# THE TASK:
Give again, word for word, each line below starting at the one that contains "Query: yellow flower throat" and ending at the one that contains "of the stigma".

# DATA SUPPLIED:
········
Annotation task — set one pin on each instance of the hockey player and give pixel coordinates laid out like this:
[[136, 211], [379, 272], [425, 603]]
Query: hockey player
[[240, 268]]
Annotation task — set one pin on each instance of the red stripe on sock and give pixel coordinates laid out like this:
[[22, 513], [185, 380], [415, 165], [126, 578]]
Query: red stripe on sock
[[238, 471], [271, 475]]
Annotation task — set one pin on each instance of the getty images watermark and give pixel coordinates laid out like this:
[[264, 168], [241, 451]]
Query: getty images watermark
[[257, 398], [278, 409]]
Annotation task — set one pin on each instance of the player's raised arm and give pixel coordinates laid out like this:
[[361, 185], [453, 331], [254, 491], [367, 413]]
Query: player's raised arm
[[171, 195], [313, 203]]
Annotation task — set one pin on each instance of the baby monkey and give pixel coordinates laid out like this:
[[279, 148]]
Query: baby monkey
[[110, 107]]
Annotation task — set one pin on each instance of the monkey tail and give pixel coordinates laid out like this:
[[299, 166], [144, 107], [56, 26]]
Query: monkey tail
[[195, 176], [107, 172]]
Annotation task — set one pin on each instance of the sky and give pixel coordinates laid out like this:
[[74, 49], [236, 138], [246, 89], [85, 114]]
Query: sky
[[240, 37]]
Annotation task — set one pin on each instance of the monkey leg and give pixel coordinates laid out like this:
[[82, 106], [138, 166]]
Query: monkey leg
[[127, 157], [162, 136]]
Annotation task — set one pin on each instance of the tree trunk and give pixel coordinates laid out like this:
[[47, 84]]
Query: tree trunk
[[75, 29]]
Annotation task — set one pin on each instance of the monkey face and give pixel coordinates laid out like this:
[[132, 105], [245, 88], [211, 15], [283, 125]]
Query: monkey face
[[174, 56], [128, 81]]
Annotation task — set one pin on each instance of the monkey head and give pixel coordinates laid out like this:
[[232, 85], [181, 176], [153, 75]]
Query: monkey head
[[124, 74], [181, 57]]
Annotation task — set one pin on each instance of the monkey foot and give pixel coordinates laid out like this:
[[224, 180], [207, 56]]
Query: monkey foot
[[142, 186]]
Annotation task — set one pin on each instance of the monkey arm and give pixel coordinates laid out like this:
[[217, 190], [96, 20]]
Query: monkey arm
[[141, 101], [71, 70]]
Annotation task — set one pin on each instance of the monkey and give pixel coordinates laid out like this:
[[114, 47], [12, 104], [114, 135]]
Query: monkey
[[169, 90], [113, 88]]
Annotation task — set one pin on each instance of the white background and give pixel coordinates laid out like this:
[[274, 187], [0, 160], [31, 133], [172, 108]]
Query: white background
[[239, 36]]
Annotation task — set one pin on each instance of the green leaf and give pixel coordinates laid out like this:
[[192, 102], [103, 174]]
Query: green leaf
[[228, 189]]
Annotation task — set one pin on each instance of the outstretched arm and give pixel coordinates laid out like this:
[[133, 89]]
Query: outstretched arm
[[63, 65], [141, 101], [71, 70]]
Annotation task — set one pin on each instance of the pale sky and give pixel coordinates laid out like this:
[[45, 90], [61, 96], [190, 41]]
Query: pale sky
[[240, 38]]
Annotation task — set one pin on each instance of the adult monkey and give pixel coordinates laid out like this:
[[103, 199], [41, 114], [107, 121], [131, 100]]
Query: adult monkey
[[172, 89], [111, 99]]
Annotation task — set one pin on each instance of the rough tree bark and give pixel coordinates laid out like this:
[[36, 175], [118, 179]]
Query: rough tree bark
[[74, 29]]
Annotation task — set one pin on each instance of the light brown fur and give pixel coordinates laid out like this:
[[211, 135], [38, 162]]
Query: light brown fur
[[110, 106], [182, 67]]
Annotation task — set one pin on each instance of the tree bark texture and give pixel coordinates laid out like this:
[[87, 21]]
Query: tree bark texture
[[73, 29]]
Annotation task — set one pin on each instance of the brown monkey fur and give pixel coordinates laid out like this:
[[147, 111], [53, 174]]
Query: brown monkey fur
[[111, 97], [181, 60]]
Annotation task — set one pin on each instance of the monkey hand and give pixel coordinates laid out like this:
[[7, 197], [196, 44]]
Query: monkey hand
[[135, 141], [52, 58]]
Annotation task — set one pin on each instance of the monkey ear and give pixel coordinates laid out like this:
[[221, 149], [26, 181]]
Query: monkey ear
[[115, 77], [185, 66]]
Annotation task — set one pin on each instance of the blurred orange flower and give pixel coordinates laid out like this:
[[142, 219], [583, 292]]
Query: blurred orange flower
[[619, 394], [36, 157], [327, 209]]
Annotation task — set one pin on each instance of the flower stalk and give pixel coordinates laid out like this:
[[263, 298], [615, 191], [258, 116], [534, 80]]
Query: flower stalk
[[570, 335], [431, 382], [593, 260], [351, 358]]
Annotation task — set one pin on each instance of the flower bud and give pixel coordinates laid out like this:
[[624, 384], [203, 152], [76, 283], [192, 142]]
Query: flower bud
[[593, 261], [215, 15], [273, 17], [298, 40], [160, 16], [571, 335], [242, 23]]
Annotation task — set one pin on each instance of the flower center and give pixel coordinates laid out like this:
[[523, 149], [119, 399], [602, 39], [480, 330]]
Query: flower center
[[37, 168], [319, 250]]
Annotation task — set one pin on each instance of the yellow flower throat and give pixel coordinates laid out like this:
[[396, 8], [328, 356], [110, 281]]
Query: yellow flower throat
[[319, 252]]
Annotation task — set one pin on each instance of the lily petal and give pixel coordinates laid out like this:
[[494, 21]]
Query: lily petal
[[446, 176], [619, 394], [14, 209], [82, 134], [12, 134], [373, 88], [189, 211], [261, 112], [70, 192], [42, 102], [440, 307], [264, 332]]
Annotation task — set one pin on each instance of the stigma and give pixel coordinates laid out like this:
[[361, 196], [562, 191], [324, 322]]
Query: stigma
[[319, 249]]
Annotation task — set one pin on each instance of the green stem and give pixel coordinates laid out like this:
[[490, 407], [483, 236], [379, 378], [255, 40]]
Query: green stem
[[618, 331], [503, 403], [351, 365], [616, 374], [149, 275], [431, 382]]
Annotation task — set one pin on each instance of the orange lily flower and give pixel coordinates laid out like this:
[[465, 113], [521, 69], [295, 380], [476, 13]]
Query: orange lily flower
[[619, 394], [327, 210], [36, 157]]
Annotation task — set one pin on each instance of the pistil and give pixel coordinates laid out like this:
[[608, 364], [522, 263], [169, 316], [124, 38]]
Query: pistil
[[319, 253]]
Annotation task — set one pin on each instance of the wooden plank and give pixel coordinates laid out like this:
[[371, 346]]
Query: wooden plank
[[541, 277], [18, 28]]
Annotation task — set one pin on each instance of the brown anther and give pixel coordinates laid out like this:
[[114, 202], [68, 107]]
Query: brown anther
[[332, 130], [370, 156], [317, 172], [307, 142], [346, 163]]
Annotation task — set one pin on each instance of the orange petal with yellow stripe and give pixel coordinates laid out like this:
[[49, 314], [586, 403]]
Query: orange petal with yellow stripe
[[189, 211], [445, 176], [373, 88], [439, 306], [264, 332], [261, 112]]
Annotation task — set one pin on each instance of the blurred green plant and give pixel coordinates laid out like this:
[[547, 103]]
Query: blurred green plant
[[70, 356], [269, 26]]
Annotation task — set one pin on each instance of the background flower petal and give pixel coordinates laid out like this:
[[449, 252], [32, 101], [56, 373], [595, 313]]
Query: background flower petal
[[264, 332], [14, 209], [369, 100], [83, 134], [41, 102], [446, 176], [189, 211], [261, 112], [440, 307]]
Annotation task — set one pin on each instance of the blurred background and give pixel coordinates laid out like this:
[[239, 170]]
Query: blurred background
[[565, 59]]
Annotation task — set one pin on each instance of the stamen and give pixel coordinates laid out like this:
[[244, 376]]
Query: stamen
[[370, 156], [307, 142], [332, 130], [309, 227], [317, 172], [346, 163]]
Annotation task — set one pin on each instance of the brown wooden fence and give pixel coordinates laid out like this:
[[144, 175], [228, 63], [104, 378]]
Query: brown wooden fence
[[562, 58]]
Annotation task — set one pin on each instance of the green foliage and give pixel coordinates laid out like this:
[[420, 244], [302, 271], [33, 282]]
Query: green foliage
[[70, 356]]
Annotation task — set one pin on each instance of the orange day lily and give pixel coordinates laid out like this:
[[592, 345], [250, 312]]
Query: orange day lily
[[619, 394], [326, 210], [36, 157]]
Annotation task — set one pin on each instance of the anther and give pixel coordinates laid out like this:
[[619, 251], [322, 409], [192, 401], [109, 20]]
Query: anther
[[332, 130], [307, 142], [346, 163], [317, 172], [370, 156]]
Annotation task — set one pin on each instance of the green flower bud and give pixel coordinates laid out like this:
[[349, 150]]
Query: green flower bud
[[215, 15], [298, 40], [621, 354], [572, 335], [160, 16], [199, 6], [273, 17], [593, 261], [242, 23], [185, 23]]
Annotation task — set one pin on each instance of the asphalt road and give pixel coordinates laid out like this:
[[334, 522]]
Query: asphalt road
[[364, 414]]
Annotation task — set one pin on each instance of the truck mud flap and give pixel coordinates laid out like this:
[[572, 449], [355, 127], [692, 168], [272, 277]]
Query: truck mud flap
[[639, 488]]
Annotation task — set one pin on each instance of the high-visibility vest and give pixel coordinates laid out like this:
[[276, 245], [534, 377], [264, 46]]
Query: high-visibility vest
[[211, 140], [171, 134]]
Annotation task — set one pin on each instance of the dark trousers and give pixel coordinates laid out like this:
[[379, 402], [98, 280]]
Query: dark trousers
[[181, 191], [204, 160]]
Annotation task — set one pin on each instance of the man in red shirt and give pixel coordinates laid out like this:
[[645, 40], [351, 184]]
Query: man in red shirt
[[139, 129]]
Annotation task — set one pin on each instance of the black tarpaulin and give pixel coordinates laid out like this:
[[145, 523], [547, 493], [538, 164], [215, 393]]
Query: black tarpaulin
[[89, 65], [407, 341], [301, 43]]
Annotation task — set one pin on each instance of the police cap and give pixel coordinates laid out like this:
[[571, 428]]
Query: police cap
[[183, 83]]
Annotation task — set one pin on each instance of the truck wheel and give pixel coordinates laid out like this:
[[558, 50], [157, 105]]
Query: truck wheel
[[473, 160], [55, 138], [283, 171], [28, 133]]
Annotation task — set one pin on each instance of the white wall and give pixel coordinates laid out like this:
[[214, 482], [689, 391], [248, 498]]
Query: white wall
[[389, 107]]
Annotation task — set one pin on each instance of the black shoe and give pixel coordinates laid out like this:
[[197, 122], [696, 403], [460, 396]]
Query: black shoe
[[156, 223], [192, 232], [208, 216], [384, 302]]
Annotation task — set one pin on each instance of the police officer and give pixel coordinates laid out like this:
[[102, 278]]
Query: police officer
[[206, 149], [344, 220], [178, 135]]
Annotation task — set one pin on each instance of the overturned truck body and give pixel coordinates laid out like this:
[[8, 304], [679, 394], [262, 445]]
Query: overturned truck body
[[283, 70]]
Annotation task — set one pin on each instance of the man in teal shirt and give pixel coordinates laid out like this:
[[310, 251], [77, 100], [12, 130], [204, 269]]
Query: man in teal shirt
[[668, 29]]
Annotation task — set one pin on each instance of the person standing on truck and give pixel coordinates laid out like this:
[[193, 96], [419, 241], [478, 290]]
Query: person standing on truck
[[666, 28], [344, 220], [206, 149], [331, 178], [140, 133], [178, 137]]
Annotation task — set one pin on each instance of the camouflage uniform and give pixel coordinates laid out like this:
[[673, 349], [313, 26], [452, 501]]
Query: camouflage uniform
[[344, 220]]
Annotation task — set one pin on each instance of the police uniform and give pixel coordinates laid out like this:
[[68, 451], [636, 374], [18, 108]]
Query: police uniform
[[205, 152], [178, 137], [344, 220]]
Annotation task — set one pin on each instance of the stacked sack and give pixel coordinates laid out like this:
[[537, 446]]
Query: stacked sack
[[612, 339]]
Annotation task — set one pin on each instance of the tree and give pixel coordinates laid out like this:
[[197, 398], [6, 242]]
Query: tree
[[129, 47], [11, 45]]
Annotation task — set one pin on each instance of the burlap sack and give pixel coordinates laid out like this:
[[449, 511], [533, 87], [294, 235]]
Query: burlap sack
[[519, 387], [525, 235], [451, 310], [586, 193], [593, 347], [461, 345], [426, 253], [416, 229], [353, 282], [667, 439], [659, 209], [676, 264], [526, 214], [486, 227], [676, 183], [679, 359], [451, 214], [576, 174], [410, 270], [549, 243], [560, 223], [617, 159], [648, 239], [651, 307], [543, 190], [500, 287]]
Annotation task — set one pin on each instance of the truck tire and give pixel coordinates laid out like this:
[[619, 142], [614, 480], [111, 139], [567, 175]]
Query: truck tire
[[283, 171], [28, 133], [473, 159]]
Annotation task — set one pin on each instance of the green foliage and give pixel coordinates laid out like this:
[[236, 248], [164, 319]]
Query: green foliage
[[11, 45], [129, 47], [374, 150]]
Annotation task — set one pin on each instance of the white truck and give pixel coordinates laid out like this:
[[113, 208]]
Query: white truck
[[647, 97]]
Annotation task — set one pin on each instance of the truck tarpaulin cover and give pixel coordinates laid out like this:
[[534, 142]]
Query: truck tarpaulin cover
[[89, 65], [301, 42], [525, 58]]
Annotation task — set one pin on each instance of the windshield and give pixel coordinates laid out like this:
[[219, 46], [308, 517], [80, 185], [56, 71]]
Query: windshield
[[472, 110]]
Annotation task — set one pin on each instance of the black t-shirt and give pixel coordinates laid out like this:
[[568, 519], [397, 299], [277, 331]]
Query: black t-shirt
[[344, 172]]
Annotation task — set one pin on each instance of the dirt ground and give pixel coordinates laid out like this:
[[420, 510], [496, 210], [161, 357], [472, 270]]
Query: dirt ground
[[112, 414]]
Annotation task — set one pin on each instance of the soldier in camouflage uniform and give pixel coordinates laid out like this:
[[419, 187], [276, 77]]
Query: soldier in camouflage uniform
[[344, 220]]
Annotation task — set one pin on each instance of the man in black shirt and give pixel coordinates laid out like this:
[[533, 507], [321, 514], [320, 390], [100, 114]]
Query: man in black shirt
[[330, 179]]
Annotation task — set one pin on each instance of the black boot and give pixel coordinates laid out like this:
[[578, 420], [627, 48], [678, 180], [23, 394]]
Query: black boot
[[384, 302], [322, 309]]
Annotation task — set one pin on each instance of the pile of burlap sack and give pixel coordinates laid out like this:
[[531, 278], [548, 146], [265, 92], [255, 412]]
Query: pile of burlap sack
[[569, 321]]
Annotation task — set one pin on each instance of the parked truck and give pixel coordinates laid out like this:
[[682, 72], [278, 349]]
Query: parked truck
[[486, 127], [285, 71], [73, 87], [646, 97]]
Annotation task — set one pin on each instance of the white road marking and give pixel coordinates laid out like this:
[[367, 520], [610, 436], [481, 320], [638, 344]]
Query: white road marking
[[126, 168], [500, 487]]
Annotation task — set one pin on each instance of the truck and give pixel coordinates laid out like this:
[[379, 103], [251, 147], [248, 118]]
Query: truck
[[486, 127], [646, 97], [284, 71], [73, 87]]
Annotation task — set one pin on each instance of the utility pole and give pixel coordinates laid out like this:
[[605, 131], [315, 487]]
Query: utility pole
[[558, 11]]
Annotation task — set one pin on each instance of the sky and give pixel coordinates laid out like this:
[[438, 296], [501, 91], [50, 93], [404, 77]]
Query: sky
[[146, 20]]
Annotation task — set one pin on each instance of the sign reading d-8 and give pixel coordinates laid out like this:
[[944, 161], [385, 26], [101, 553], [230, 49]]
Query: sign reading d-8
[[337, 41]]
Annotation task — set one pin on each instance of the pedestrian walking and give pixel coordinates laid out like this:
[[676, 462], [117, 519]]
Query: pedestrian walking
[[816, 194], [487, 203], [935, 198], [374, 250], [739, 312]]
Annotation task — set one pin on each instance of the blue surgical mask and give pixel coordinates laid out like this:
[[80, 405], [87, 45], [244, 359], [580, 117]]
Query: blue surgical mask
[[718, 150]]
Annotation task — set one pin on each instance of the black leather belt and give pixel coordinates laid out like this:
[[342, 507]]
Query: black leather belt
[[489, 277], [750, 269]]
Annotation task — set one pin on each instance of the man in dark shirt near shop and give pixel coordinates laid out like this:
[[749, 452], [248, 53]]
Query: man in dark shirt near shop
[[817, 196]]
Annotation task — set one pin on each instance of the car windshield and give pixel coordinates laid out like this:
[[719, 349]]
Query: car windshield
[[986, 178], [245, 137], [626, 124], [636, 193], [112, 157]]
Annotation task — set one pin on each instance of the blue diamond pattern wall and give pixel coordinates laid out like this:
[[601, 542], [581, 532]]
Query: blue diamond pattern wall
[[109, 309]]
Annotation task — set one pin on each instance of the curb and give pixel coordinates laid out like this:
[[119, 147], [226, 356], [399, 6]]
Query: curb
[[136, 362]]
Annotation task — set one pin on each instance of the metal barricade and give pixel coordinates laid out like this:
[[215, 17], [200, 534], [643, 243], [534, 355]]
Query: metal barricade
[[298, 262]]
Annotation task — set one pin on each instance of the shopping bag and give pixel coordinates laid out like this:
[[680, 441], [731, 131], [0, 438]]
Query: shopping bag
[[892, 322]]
········
# OUTPUT FOR THIS TASK:
Query: yellow flower throat
[[319, 252]]
Annotation task — set one pin on each instance of the lily petal and give pixel coordinates laid out like this:
[[494, 21]]
Query: lily petal
[[446, 176], [619, 394], [14, 209], [82, 134], [12, 134], [373, 88], [189, 211], [261, 112], [70, 192], [42, 102], [440, 307], [264, 332]]
Annotation task — set one pin on each instance of the stigma and give pixel coordinates laid out like this:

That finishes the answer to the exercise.